*Goals*
**a)** In the article on the capture of Tunis, turn the paragraph beginning "On the 10th of July in 1756" into a short list that keeps its main facts.
**b)** According to the article on the capture of Tunis, where did the Algerians camp?
**c)** Please duplicate the part of the article on the capture of Tunis that opens with the words containing "The Capture of" and closes with "had 14,000 men.".

*Document extract*
○ ○ ○ ○ ○
Capture of Tunis
| Date | 1756 |
| Location | Tunis |
| Result | Algerian victory Capture of Tunis; Tunis becomes a tributary of Algiers; Tunis recognises the suzerainty of the Dey of Algiers; |
| Territorial changes | Tunis becomes a tributary of Algiers and recognises Algerian suzerainty for more than 50 years |

Belligerents
- Algiers;: Tunis Malta

Commanders and leaders
- Sidi Hassan: Sidi Mamet †

Strength
- 5,000 fantassins 1,000 spahis Arab cavalry: Tunis: 14,000 men Malta: 4 galleys and 2 vessels

Casualties and losses
- Unknown: Heavy

= Capture of Tunis (1756) =

Military operation by the Bey of Constantine

The Capture of Tunis was a military operation led by the Bey of Constantine during which he seized Tunis and made the Beylik of Tunis a tributary of Algiers.

On the 10th of July in 1756 the Algerians appeared in front of Kef which they captured and looted on the 23rd of July. The Bey of Tunis retreated to the castle of Tunis along with Sidi Mamet where they gathered their troops in order to defend the city. Sidi Mamet was able to obtain help from Malta, they supported them with four galleys and two vessels.

The Bey of Constantine, Hassan Bey, arrived at the walls of Tunis with the Algerian army. The Algerians camped in front of the Bardo with 5,000 fantassins, 1,000 spahis and a number of Arab cavalry, this army was divided into three corps and commanded by Hassan Bey of Constantine. The Bey of Tunis had 14,000 men.

At first Sidi Mamet left the castle of Tunis with all of his troops but only allowed the Arab cavalry to skirmish among themselves, two or three hours after this Sidi Mamet had returned in the same manner he had left. The next day Sidi Mamet attacked the Algerians attempting to drive them out, the armies engaged in combat and the Tunisians eventually withdrew, the loss of men on both sides were not very considerable.
○ ○ ○ ○ ○
[Location annotation dataset excerpts]
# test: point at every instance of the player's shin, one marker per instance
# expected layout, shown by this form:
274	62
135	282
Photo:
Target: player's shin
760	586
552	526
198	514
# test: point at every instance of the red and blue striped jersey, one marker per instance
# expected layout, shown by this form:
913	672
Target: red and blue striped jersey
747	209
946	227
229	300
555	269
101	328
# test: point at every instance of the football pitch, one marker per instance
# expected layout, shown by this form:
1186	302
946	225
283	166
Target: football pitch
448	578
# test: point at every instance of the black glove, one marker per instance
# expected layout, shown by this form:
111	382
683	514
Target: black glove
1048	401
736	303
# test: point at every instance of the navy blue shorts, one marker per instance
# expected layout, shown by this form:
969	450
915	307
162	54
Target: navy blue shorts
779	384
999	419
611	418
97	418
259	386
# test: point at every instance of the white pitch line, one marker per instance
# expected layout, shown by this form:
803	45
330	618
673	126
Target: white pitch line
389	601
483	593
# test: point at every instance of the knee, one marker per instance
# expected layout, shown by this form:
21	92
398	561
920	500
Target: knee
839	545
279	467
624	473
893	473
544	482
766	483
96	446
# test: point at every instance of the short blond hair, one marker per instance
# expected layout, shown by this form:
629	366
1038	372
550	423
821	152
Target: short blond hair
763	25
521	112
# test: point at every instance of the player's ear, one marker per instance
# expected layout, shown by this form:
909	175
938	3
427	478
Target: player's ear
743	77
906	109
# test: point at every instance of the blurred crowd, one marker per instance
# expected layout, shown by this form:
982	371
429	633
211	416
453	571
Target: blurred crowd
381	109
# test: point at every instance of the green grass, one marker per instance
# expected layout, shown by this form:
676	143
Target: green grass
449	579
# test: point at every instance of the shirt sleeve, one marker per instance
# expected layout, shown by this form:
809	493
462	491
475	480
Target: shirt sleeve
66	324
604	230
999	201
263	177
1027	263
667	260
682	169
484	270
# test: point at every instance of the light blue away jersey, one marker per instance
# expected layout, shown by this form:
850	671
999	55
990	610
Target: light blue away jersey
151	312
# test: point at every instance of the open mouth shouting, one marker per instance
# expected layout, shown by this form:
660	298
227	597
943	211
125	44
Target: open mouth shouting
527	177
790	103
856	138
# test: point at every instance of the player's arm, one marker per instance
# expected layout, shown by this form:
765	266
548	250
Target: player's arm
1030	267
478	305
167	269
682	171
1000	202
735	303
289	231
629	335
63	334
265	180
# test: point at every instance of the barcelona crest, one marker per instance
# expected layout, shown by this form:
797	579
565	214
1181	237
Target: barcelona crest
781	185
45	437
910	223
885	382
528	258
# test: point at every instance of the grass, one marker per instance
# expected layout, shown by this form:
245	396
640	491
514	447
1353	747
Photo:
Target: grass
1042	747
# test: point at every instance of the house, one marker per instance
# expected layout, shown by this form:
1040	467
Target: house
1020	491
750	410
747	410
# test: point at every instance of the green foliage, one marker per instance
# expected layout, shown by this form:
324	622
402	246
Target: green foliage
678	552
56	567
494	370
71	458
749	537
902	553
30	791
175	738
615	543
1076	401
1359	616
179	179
○ ○ ○ ○ ○
*Solutions below*
**a)**
- The Algerians appeared before Kef on July 10, 1756, and captured and looted it on July 23.
- The Bey of Tunis and Sidi Mamet fell back to the castle of Tunis and gathered troops to defend the city.
- Sidi Mamet obtained help from Malta, which sent four galleys and two vessels.

**b)** In front of the Bardo.

**c)**
The Capture of Tunis was a military operation led by the Bey of Constantine during which he seized Tunis and made the Beylik of Tunis a tributary of Algiers.

On the 10th of July in 1756 the Algerians appeared in front of Kef which they captured and looted on the 23rd of July. The Bey of Tunis retreated to the castle of Tunis along with Sidi Mamet where they gathered their troops in order to defend the city. Sidi Mamet was able to obtain help from Malta, they supported them with four galleys and two vessels.

The Bey of Constantine, Hassan Bey, arrived at the walls of Tunis with the Algerian army. The Algerians camped in front of the Bardo with 5,000 fantassins, 1,000 spahis and a number of Arab cavalry, this army was divided into three corps and commanded by Hassan Bey of Constantine. The Bey of Tunis had 14,000 men.